§ YOUR TASK:
Your answer must consist of the records below, reproduced exactly, with every picture removed.
[Opening RECORDS section]
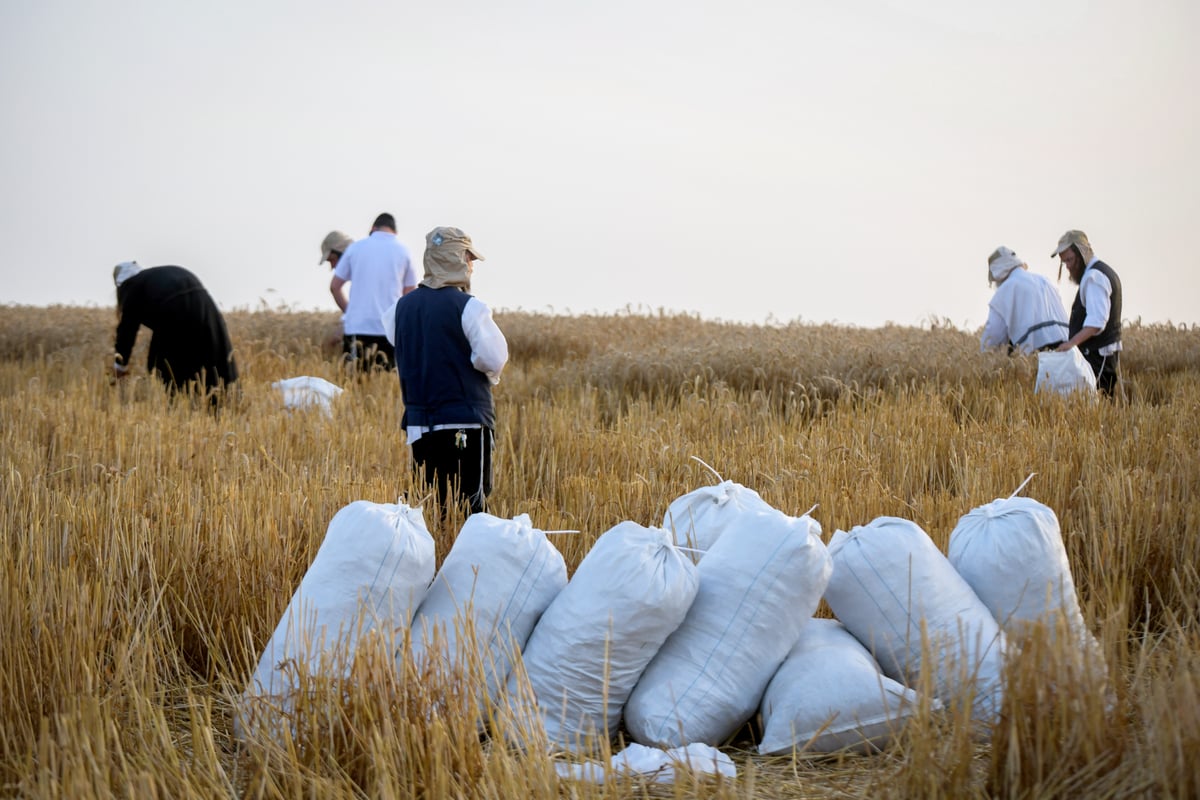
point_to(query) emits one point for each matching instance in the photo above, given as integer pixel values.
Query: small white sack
(587, 651)
(652, 764)
(829, 695)
(889, 582)
(1011, 552)
(496, 582)
(759, 584)
(371, 572)
(1065, 373)
(700, 517)
(307, 391)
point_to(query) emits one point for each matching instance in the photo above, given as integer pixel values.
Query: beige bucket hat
(448, 253)
(1077, 238)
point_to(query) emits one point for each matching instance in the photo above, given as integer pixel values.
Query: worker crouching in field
(190, 347)
(449, 353)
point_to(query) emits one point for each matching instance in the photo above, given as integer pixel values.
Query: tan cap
(334, 240)
(124, 271)
(447, 253)
(1072, 238)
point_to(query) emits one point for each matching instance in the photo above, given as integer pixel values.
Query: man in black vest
(449, 353)
(1095, 324)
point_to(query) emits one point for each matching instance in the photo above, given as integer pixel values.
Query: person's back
(376, 268)
(1032, 310)
(377, 271)
(1025, 313)
(190, 340)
[Closing RECORDS section]
§ TASK RESULT:
point_to(query) emits one point for each matching instance in the photo above, given as integer pixel values.
Query: small white sack
(587, 651)
(652, 764)
(829, 695)
(889, 582)
(1011, 552)
(496, 582)
(759, 584)
(371, 572)
(1065, 373)
(700, 517)
(307, 391)
point_to(query) emits one point for each matching instance in the photo above, given as integer pixel values.
Query: beige bucket hat
(448, 253)
(1077, 238)
point_to(query) emits one point for each matching instance in the photo above, given as integer pixel values.
Query: worker crouching in field
(190, 347)
(449, 353)
point_to(query) emits one point for each matching instance in the photo above, given as integer pixel values.
Query: tan cap
(334, 240)
(124, 271)
(447, 253)
(1072, 238)
point_to(query) emits one point for each matching instance in the photo above, given as integer pixel values.
Query: man in black vest
(449, 353)
(1095, 324)
point_to(query) emits one point for each matching instance in the photo above, given as integer pixel values.
Query: person's back
(376, 268)
(1032, 310)
(377, 271)
(1025, 313)
(190, 340)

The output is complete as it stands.